◆ ABOUT THIS TASK:
Repeat the entries below exactly. Drop the pictures.

◆ RECORDS:

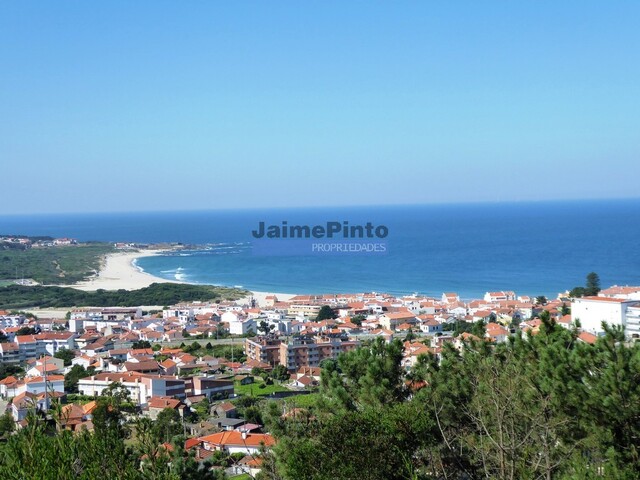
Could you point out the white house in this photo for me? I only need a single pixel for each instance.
(592, 311)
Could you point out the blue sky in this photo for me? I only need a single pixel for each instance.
(115, 106)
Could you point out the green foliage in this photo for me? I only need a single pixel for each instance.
(7, 425)
(325, 313)
(66, 355)
(19, 296)
(56, 265)
(370, 375)
(7, 370)
(545, 406)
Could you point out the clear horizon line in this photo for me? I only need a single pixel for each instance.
(304, 207)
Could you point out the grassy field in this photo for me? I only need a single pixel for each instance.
(21, 297)
(54, 265)
(258, 389)
(303, 401)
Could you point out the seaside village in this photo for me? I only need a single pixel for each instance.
(156, 357)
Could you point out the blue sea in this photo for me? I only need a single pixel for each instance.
(537, 248)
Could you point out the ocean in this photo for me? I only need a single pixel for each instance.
(534, 248)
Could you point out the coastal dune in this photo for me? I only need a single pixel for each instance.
(119, 272)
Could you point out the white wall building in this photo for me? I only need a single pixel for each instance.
(592, 311)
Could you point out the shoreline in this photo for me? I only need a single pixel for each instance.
(120, 271)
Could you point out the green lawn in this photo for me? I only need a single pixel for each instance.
(303, 401)
(258, 389)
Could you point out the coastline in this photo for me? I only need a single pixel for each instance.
(119, 271)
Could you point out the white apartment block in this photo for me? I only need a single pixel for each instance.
(592, 311)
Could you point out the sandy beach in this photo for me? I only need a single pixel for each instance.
(118, 272)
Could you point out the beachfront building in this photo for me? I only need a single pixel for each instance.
(495, 297)
(391, 321)
(309, 351)
(262, 349)
(238, 323)
(297, 351)
(592, 311)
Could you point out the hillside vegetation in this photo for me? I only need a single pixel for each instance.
(20, 297)
(54, 265)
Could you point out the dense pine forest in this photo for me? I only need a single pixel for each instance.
(546, 406)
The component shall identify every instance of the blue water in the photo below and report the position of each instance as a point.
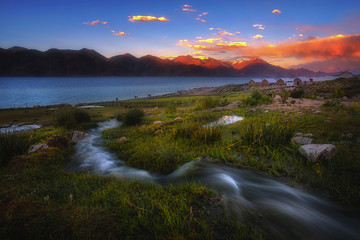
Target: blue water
(30, 91)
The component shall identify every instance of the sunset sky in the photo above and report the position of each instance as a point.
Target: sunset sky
(318, 34)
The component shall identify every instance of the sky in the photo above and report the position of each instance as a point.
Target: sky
(318, 34)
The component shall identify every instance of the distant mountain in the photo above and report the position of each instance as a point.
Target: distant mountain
(18, 61)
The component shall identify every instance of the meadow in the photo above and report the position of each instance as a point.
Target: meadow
(40, 198)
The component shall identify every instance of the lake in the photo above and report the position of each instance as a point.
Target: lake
(29, 91)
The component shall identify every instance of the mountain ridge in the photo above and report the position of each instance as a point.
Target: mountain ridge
(19, 61)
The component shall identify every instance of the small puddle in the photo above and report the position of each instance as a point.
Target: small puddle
(225, 120)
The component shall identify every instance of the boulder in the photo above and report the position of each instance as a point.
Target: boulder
(78, 135)
(38, 147)
(122, 139)
(303, 140)
(316, 152)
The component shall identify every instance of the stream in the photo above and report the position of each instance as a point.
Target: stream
(284, 211)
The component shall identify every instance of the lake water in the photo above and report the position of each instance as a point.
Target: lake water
(30, 91)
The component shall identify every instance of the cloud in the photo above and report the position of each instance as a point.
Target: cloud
(276, 11)
(257, 36)
(196, 53)
(140, 18)
(259, 26)
(118, 33)
(92, 22)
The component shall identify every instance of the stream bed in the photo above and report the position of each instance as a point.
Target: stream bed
(285, 212)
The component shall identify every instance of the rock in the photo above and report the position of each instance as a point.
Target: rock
(316, 152)
(78, 135)
(303, 140)
(277, 97)
(122, 139)
(38, 147)
(349, 136)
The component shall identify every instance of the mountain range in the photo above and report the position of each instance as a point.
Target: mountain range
(18, 61)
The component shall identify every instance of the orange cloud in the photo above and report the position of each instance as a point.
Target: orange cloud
(232, 45)
(224, 32)
(259, 26)
(92, 23)
(257, 36)
(276, 11)
(188, 10)
(140, 18)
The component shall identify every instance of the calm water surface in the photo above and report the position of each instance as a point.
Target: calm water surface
(30, 91)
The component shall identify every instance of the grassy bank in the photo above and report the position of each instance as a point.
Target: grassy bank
(40, 198)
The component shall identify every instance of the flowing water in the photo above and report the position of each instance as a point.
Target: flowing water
(19, 128)
(284, 212)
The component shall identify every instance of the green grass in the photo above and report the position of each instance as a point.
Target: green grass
(71, 117)
(131, 117)
(12, 144)
(40, 198)
(256, 98)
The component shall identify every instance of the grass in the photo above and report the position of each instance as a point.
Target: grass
(131, 117)
(197, 133)
(71, 117)
(66, 205)
(256, 98)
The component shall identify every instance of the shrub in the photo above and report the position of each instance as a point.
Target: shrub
(12, 144)
(256, 98)
(207, 102)
(197, 133)
(170, 108)
(71, 117)
(297, 92)
(332, 103)
(132, 117)
(58, 141)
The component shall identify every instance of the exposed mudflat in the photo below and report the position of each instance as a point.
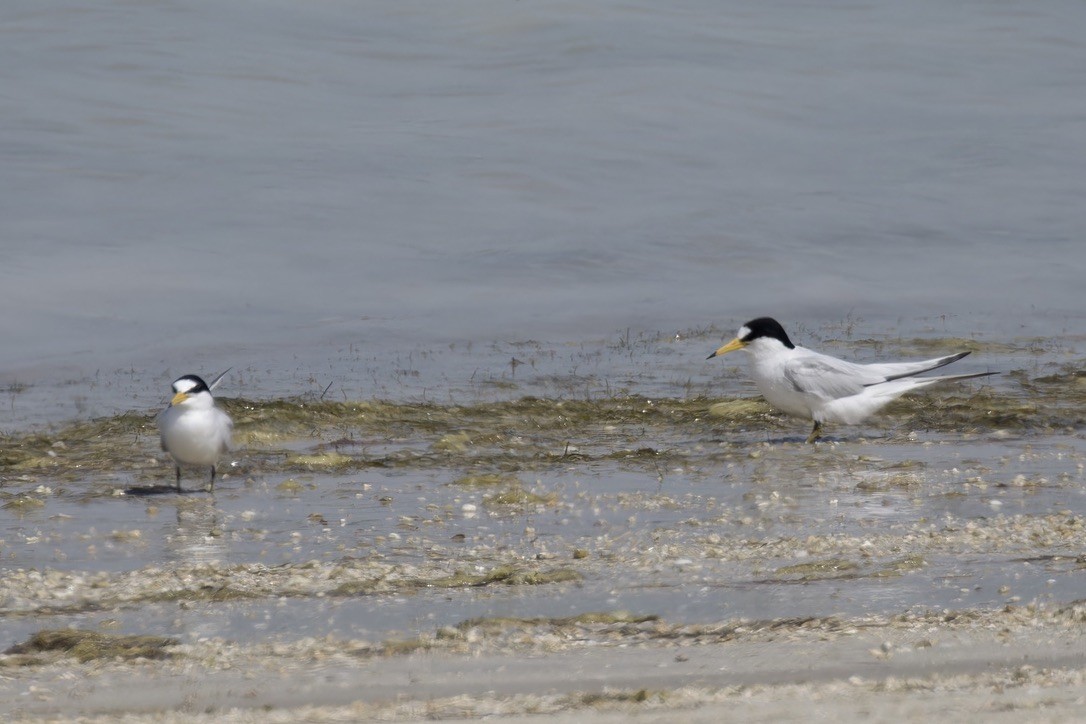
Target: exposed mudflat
(600, 549)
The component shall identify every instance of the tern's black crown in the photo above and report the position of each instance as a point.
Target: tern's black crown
(190, 384)
(767, 327)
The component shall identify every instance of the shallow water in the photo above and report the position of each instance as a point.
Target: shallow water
(522, 228)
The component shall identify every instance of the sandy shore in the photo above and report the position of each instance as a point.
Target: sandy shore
(1024, 663)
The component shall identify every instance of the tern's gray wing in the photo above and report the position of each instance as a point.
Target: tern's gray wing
(826, 377)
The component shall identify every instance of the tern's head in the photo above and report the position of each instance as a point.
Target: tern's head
(762, 332)
(192, 390)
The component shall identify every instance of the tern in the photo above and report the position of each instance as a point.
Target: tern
(192, 430)
(808, 384)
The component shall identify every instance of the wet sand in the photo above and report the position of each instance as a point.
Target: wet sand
(589, 555)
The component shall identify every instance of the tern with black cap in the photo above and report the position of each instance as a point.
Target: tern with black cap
(808, 384)
(192, 429)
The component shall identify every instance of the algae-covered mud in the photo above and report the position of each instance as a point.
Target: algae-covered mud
(544, 512)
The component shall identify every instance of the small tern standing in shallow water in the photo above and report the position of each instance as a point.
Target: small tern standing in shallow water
(192, 430)
(808, 384)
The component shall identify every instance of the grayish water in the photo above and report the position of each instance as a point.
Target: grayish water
(400, 198)
(192, 186)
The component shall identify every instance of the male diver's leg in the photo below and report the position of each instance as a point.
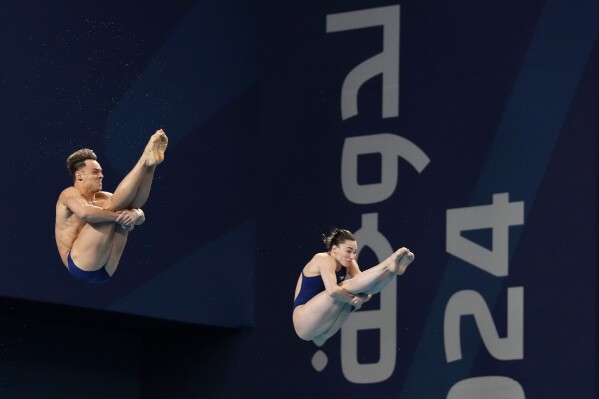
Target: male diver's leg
(118, 246)
(92, 248)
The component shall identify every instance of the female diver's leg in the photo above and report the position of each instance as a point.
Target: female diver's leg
(318, 316)
(373, 280)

◆ THE COMPLETED TASK:
Could you point out the white house in this photo for me? I only need a single pixel for each instance.
(592, 311)
Could you point out the blue sky in this photo for me? I only need a single pixel for each instance.
(115, 106)
Could you point out the green foliage in this photo for me? I only need a single pixel for each instance.
(7, 425)
(325, 313)
(66, 355)
(19, 296)
(56, 265)
(370, 375)
(7, 370)
(545, 406)
Could you point out the clear horizon line in this photo for me? I only need a single pixel for each instance.
(304, 207)
Could you point out the grassy field in this photo for me? I only need a single pixel for each instance.
(21, 297)
(54, 265)
(258, 389)
(303, 401)
Could you point out the seaside village in this photo for me? I only need a single pixel for each instance.
(156, 357)
Could you point out the blue sea in this photo for me? I only need a single pixel for each instance.
(537, 248)
Could you point out the ocean in this photo for me? I only need a single pixel for each instance.
(534, 248)
Could you point out the coastal dune in this photo for me? I only need a single pixel for each instance.
(119, 272)
Could you point out the white wall building in this photo for me? I only need a single pixel for each instance.
(592, 311)
Could you point out the shoreline in this photo for me? I only need a single pixel for each instance.
(120, 271)
Could you point out the green lawn in this photo for me? I only need a single pixel for each instance.
(303, 401)
(258, 389)
Could you point out the coastline in this photo for me? I only need a single pixel for each instance.
(119, 271)
Could you point out the white apartment block in this photo for me? I only need a single pixel for each instance.
(592, 311)
Could you point out the sandy beach in this photo for me? I only need a single pixel for each instance.
(118, 272)
Could you point out the beachfront building in this photo for me? I only need a single pixel for each instance.
(495, 297)
(391, 321)
(309, 351)
(262, 349)
(238, 323)
(297, 351)
(592, 311)
Could you point out the hillside vegetation in this photo for me? I only need a single pixel for each instance.
(20, 297)
(54, 265)
Could you point out the dense pine forest in this photo for me? I only need a single pixel for each instance.
(546, 406)
The component shall identify every instance of the blue water in the photo below and report the position of each instance as a point.
Target: blue water
(30, 91)
The component shall identify every instance of the sunset sky in the photo above and report the position of each instance as a point.
Target: sunset sky
(318, 34)
The component shall identify every instance of the sky in the photo above and report the position of each instance as a point.
Target: sky
(318, 34)
The component shall identify every instance of the distant mountain in the photo above and report the position of each instance as a point.
Target: distant mountain
(18, 61)
The component shall identify every instance of the meadow in the photo above and report the position of each instance as a point.
Target: meadow
(40, 198)
The component shall identify every instance of the lake in the photo above and report the position of each instance as a point.
Target: lake
(29, 91)
The component shall identify every instance of the mountain ridge in the photo above and report the position of each instance as a point.
Target: mountain ridge
(19, 61)
The component shall identify every instance of the small puddle in the photo above and report the position of each instance as a point.
Target: small puddle
(225, 120)
The component shall identify every instance of the boulder in the photo above and report the position of each instance as a point.
Target: boulder
(78, 135)
(38, 147)
(122, 139)
(303, 140)
(316, 152)
The component shall identify every instance of the stream in the photo above and report the position of each instance as a point.
Target: stream
(284, 211)
The component shall identify every instance of the lake water in the photo above and report the position of each instance as a point.
Target: lake water
(30, 91)
The component shall identify every instance of the cloud in the photo above and report the position of each instance as a point.
Target: cloud
(276, 11)
(257, 36)
(196, 53)
(140, 18)
(259, 26)
(118, 33)
(92, 22)
The component shall identify every instance of the stream bed in the photo above and report the position of each instance as a point.
Target: stream bed
(285, 212)
The component shall identify every instance of the rock in the photo above and report the position of each instance as a point.
Target: rock
(316, 152)
(78, 135)
(303, 140)
(277, 97)
(122, 139)
(38, 147)
(349, 136)
The component shall identify every instance of the mountain range in the photo above and report the position of each instance as a point.
Target: mountain range
(18, 61)
The component shall identify every instance of the orange cloud in the photo above and report the position of each instance as a point.
Target: orange cloud
(232, 45)
(224, 32)
(259, 26)
(92, 23)
(257, 36)
(276, 11)
(188, 10)
(140, 18)
The component shall identify every instance of the calm water surface in the photo above and report the position of each instance as a point.
Target: calm water surface
(30, 91)
The component shall identify every instance of the grassy bank in the photo above and report the position of each instance as a point.
Target: grassy bank
(40, 198)
The component shall identify every instance of the flowing water in the photo above and report the position of each instance as a point.
Target: flowing water
(19, 128)
(284, 212)
The component shall identify every instance of the green grass in the photo above and report the position of each instance as a point.
Target: green grass
(71, 117)
(131, 117)
(12, 144)
(40, 198)
(256, 98)
The component shall identify every instance of the grass in the photo above and report the position of each instance as a point.
Target: grass
(131, 117)
(197, 133)
(71, 117)
(66, 205)
(256, 98)
The component shall identify every instance of the shrub in the photo above and report the position of each instance as a point.
Target: shrub
(12, 144)
(256, 98)
(207, 102)
(197, 133)
(170, 108)
(71, 117)
(297, 92)
(332, 103)
(132, 117)
(58, 141)
The component shall identify every instance of the exposed mudflat in the photo below and report the position of each instance as a point.
Target: exposed mudflat
(600, 549)
The component shall identify every instance of the tern's black crown in the photo above and report the position of each instance as a point.
Target: tern's black crown
(190, 384)
(767, 327)
The component shall identify every instance of the shallow water in the photo above and report the position of each instance as a point.
Target: shallow water
(522, 228)
The component shall identify every instance of the sandy shore in the photo above and report the position of each instance as a point.
Target: sandy shore
(1024, 663)
The component shall identify every instance of the tern's gray wing in the photo above and report the position of each instance as a point.
Target: tern's gray wing
(826, 377)
The component shall identify every instance of the tern's head in the photo above and report the position of each instance as a point.
Target: tern's head
(762, 332)
(192, 390)
The component shall identify every instance of the tern in the photo above and report the position of each instance as a point.
Target: tern
(192, 430)
(808, 384)
The component shall identify every instance of the wet sand in the photo above and report the position of each instance as a point.
Target: wet sand
(589, 555)
The component shall identify every instance of the tern with black cap in the photo above and report the position of each instance as a point.
Target: tern with black cap
(808, 384)
(192, 429)
The component shall identify every instance of the algae-covered mud in the photo above and report the position of each instance as a point.
Target: algae-covered mud
(544, 512)
The component shall identify every instance of the small tern standing in shallow water in the photo above and report the position of each instance as a point.
Target: small tern standing in shallow water
(192, 430)
(808, 384)
The component shall identify every instance of the grayish water in the photo above and report the position of each instance as a point.
Target: grayish water
(400, 198)
(192, 186)
The component shall identify every instance of the male diver's leg in the photo below and report the position of each instance as a point.
Target: male diver's leg
(118, 246)
(92, 248)
The component shall identify every instance of the female diver's leg in the photo above and report the position of each instance as a point.
Target: female diver's leg
(318, 316)
(373, 280)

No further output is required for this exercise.